Task details: Repeat the lines of the listing below exactly, starting at the line that contains "For this dataset, tag each instance of the gray-green" and running through the last line, both included, and only those.

Data for this task:
□ □ □ □ □ □ □

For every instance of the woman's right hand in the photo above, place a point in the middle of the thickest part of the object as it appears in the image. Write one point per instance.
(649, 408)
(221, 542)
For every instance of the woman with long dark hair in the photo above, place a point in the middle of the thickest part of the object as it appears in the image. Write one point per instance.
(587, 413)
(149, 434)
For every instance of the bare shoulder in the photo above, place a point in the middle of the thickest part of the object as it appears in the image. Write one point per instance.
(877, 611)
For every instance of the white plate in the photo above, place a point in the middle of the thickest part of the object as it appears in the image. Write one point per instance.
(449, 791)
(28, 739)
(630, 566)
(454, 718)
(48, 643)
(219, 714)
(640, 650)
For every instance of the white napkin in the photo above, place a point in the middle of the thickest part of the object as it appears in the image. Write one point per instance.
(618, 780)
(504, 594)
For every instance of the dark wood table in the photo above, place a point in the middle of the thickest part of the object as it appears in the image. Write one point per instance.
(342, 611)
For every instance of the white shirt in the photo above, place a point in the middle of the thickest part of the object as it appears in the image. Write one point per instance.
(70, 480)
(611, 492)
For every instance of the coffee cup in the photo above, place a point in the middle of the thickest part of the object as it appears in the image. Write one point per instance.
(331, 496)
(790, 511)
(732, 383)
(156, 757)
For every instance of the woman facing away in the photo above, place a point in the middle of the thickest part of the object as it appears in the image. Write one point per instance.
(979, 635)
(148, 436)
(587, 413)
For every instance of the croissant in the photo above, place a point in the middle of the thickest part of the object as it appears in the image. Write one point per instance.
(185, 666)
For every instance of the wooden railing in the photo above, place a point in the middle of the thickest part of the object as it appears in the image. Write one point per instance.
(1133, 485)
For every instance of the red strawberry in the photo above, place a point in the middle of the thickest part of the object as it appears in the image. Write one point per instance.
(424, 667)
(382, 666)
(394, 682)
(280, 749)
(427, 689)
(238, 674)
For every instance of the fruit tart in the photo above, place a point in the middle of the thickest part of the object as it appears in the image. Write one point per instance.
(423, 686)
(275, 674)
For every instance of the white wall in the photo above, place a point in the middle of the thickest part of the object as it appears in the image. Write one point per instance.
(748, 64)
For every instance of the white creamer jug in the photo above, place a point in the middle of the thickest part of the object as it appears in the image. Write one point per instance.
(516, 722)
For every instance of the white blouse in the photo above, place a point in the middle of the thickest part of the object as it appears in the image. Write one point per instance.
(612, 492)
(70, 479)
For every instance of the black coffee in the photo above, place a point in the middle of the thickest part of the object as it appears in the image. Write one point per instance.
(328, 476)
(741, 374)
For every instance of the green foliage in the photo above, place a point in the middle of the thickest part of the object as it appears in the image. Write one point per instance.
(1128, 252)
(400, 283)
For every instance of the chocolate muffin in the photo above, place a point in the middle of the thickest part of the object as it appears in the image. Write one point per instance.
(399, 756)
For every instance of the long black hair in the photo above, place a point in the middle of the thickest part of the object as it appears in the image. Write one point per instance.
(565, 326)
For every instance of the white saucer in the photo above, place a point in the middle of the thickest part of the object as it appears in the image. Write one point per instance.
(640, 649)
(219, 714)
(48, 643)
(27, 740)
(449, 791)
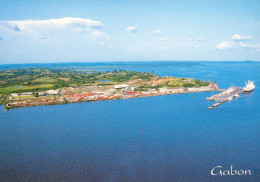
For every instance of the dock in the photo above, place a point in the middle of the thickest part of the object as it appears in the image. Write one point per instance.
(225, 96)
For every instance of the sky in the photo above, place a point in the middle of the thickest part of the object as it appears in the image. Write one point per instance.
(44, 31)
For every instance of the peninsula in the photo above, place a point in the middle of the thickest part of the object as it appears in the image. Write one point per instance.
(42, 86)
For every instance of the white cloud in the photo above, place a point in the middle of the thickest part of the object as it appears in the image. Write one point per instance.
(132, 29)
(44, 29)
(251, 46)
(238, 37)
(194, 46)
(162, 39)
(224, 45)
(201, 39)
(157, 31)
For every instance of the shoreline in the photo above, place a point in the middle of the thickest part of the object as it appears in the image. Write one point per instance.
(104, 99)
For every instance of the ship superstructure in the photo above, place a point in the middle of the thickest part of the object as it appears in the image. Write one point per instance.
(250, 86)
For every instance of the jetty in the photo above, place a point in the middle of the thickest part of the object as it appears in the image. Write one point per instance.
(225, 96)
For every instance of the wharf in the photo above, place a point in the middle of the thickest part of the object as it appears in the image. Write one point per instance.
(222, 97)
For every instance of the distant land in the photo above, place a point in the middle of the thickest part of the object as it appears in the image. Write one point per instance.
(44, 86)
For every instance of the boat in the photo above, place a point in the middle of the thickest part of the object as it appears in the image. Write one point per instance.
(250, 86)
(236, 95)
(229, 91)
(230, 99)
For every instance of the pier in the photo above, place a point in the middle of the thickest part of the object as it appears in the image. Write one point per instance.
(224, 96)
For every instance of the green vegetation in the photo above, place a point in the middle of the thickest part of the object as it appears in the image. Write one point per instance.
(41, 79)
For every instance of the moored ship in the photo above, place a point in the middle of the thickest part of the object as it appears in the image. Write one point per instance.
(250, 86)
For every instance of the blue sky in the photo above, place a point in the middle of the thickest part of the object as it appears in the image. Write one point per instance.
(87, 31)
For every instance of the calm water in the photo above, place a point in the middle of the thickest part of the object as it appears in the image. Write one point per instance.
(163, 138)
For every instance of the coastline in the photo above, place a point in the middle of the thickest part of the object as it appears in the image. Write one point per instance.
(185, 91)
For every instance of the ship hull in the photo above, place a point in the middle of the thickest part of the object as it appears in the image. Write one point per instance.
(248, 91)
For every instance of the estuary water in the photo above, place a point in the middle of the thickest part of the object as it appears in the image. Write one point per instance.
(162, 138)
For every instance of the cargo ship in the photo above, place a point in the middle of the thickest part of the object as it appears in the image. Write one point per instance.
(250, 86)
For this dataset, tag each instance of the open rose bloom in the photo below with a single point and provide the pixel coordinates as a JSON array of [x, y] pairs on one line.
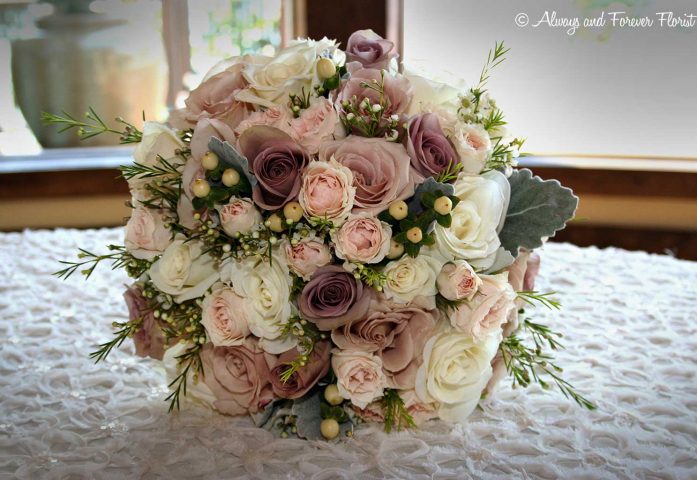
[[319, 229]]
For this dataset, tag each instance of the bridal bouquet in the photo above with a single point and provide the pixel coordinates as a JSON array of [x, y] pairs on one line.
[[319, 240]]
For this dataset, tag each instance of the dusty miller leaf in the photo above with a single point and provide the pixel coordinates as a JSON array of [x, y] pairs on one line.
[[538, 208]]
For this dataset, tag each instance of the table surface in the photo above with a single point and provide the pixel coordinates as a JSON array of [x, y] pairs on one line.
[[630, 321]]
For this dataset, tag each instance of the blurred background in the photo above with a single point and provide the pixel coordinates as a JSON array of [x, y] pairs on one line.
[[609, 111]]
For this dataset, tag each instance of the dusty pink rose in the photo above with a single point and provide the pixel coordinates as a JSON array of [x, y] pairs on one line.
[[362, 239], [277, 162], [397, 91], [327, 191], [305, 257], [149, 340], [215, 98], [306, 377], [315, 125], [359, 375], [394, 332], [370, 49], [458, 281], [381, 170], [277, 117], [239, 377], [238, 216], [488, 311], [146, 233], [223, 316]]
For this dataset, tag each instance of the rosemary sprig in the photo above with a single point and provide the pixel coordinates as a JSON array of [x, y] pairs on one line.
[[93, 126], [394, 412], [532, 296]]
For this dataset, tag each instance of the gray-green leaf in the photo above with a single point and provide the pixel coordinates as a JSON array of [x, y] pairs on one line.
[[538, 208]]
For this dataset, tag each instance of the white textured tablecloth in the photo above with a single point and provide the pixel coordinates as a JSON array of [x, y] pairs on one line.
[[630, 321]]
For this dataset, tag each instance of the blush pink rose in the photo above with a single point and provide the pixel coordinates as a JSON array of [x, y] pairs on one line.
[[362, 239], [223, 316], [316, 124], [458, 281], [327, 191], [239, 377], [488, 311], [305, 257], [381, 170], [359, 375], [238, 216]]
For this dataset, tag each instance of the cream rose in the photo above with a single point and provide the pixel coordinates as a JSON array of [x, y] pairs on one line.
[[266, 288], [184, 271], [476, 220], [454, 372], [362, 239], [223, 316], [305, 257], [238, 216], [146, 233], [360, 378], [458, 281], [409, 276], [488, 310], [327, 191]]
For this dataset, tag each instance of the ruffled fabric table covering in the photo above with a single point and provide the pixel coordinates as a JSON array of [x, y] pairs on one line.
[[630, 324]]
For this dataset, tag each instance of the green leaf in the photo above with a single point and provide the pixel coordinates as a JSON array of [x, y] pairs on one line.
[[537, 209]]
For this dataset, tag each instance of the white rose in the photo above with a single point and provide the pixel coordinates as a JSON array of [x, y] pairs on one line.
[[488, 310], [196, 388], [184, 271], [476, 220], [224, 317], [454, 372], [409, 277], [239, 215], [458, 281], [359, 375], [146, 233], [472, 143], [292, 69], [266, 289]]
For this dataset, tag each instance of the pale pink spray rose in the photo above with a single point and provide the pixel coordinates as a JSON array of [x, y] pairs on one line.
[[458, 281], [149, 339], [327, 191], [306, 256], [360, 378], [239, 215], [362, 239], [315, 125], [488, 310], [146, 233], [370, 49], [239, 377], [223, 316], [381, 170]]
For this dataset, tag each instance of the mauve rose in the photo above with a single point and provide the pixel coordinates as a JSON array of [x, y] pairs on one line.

□ □ □ □ □ □ □

Task solution:
For this dataset, tag each instance of the gray-green leaf in the photo above with a single point and provide the pixel coordinates as a JSON array of [x, y] pairs on one line.
[[538, 208]]
For this dataset, tag each instance of the white textured tablecloth in the photo above with a single point and provide the pixel coordinates as a JSON array of [x, y] pairs on one line.
[[630, 321]]
For this dataset, tag each instance of the blush pink rose in the photo above with a single point and provide the pixel coordinates as a JSON array of [x, y] pairs on one line.
[[362, 239], [223, 316], [316, 124], [458, 281], [327, 191], [239, 377], [488, 311], [305, 257], [381, 170], [359, 375], [238, 216]]
For this dataset, tag each instance of the cream rose in the photo above with a single point and provide the pixel coordinates as a JSON array of [x, y] pairs on one line.
[[266, 288], [184, 271], [476, 220], [454, 372], [362, 239], [223, 316], [305, 257], [238, 216], [146, 233], [360, 378], [458, 281], [409, 276], [488, 310], [327, 191]]
For this dataset, tag each instance of the ruffled fabric table covering in the photo above with a single point and provide the pixel coordinates as a JSON array of [x, y] pairs on one line.
[[630, 324]]
For this dataset, tag each instance of the green leaf in the photo above with a single point and provide the pixel coordinates as a JSON array of [x, y] pairs on one line.
[[537, 209]]
For this dataset, tag each instance of the white rose in the photo above with a single point and provide the pixel coordinates as a JSON array of [x, y] pairs on one line.
[[488, 310], [196, 388], [184, 271], [476, 220], [224, 317], [454, 372], [409, 277], [239, 215], [458, 281], [359, 375], [146, 233], [472, 143], [292, 69], [266, 289]]
For this dataset, tag each instance of the pale pink spray rose in the photo above with a single point and provide the pixel coordinates as a JSON array of [x, y] pairs on one line.
[[458, 281], [149, 339], [327, 191], [306, 256], [360, 378], [239, 215], [362, 239], [315, 125], [488, 310], [146, 233], [370, 49], [239, 377], [223, 316], [381, 170]]
For this dataset, tag each instance of the mauve rose in the photo above with a single point and provide the pixel coordinates as a JSON array of [x, y] pairs on one line.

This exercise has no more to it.